DOCUMENT
Paris Agreement Opens Door for Green Investment
Lord Nicholas Stern at the COP21. (Photo: COP PARIS, Flickr Public Domain)
Cash flow for sustainable development is essential to make the Paris Agreement reality, yet the accord doesn't include firm financial commitments from developed countries. Lord Nicholas Stern tells Host Steve Curwood how the Agreement will likely mobilize public and private investment to help developing countries.
CURWOOD: A key part of putting the Paris Agreement into effect is finance - mobilizing the cash that developing countries need to build and scale up green infrastructure. The Agreement doesn't include a firm commitment from rich countries to finance these projects. But Lord Nicholas Stern of the London School of Economics who quantified the costs of global warming in the authoritative 2006 Stern Report says that this deal does open a new pathway for investment and prosperity.
STERN: I think it's a very good deal. It says that we have to get not only below two degrees, but do our best to get 1.5 degrees Centigrade as we can. At two degrees, you start to be out on the edge of real tipping points and lots of irreversible effects. So to say that we'll do our best to stay well below two degrees is very important. We didn't know that we'd get that ambition. We didn't know that 1.5 would be mentioned. Second thing that's in there that we could've been sure of, was a commitment to review after five years together with a recognition that the current intentions for 2030 are way too high. If you add up all the intentions you get to levels of emissions about 10 percent higher than now, whereas for a two degree path we ought to be in 2030 something like 20 percent lower. So that ramping up of ambition is right there in the Agreement, and on finance there's a commitment of rich countries to increase their support. Those are just three things, three ways in which I think this is a really good agreement, and I hope that the historians will see this as a historic turning point.
CURWOOD: To what extent does is this agreement help raise the living standards of the poorest among us?
STERN: This is about getting sustainable energy to the more than a billion people in the world who don't have access to electricity. For example, small solar photovoltaic panels with batteries you can charge up mean that people can help their kids studying in the evening by some kind of light, which is not kerosene, which is of course polluting inside the house. It helps people cook in ways which don't poison their lungs. Just in so many ways in health and education, empowering people to look after their own source of energy, this is a story of fostering ambitions of people, enabling them to change their lives for themselves.
CURWOOD: Now in this agreement, we're still talking about $100 billion a year to help the least developed countries. That's the number that was put down some six years ago when Copenhagen fell apart. How do you see this agreement as progress along those lines with the funding to the least developed countries?
STERN: I remember that very well, Steve, because I negotiated that $100 billion working together with Prime Minister Meles Zenawi of Ethiopia who sadly died three years ago and Mike Froman who was then working with Hillary Clinton of the United States. I remember it very well. And it's important, but that's just a small part of the story. The bigger part of the story is enabling people to invest in themselves. And $100 billion by itself doesn't do that, but what it can help do is to create circumstances where cheap finance from a wide variety of sources becomes available. We're now seeing a much bigger story in the trillions of people seeing where the world is going and putting their money to follow that.

ENTRIES PROVIDED

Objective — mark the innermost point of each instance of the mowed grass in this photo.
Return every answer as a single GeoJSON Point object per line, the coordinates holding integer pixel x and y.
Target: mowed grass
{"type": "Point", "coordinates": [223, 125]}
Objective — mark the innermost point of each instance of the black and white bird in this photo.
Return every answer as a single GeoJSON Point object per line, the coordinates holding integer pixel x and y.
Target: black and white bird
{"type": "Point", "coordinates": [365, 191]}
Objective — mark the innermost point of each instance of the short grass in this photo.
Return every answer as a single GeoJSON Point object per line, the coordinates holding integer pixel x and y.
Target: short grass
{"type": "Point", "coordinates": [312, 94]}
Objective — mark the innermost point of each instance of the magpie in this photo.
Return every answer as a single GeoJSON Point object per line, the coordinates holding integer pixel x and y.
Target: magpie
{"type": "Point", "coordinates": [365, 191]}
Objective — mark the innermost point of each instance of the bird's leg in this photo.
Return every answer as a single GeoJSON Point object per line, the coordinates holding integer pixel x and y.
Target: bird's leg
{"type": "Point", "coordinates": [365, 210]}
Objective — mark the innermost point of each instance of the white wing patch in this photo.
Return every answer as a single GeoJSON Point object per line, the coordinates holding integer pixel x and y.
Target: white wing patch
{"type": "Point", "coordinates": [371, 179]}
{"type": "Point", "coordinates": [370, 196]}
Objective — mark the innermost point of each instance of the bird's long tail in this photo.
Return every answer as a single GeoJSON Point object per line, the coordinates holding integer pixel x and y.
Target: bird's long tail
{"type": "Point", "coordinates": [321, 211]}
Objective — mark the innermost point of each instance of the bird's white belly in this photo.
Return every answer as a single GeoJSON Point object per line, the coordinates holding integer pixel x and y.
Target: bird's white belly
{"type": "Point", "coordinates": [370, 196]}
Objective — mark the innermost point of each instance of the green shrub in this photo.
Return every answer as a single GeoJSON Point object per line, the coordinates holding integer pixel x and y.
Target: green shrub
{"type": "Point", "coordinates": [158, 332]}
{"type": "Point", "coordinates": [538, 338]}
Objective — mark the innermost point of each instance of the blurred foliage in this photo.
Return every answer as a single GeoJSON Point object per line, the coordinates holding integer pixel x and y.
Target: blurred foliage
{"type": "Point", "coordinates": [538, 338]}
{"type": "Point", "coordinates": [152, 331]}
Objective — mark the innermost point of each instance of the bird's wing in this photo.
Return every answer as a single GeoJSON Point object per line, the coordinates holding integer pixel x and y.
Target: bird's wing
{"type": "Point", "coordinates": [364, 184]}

TASK LIST
**A.** In the Paris Agreement interview, how many people in the world does Stern say lack access to electricity?
**B.** Continue the Paris Agreement interview, picking up after Stern's last remark.

ANSWERS BY TASK
**A.** More than a billion people.

**B.**
CURWOOD: The president of Ethiopia pointed out to me that the interest rates for domestic development there are much higher than the west. If you have to pay 16 percent for money, the capital you could deploy on making payments on that loan is much smaller than what you could do with a 3, 4, 5 percent. How can we bridge the interest rate gap to help development in the least developed countries?
STERN: Steve, that is an absolutely critical point. If you're paying 10 percent real, say, and if you compare that with paying 3 percent real, you're cutting it by more than a factor of three. Now, a lot of the things we're talking about are activities where capital cost is high in relation to the output. Indeed that's the point with renewables. You buy your solar PV panel and then the sun shines and you don't pay for the sunshine. That's a sense in which the capital is much bigger part of your cost. So the cost of capital is extremely important. We can see that governments around the world can borrow close to zero real. So how do you do it? How to close that gap?
CURWOOD: Indeed. How do you do it?
STERN: Well, a lot of these things about risk. So what you try to do for example, is get the multilateral development bank, world bank, Asia development bank, you get them involved in these kinds of deals where can give guarantees or they can take the first loss, and the cost of capital goes right down because people have confidence in that entity, and they also actually reduce the risk itself because if so that risk is about people not behaving very well then that's less like it happen if those banks are involved. I think that this is the area where we are going to start to see the big money flow because we can see this set of opportunities and that's the way in which the cost of capital is going to come down.
CURWOOD: So if you were in charge of everything, what's your first move? What's the most important next step in terms of finance in dealing with the climate crisis?
STERN: I would say two important things: one is to countries around the world now to recognize that this is the sense of direction, so they should be following policies which establish a price for carbon, invest in innovation and then build the financial systems that allow that investment demand to be financed at reasonably low-cost, and through their big financial institutions that manage private money together with the good policies and government we should be in for an era where those tremendous low carbon investment opportunities become investment demand which are financed by a reinvigorated financial system.
CURWOOD: Lord Stern is with the London School of Economics. Thank you so much, Nick, for taking time with us today.
STERN: It's a pleasure talking to you, Steve.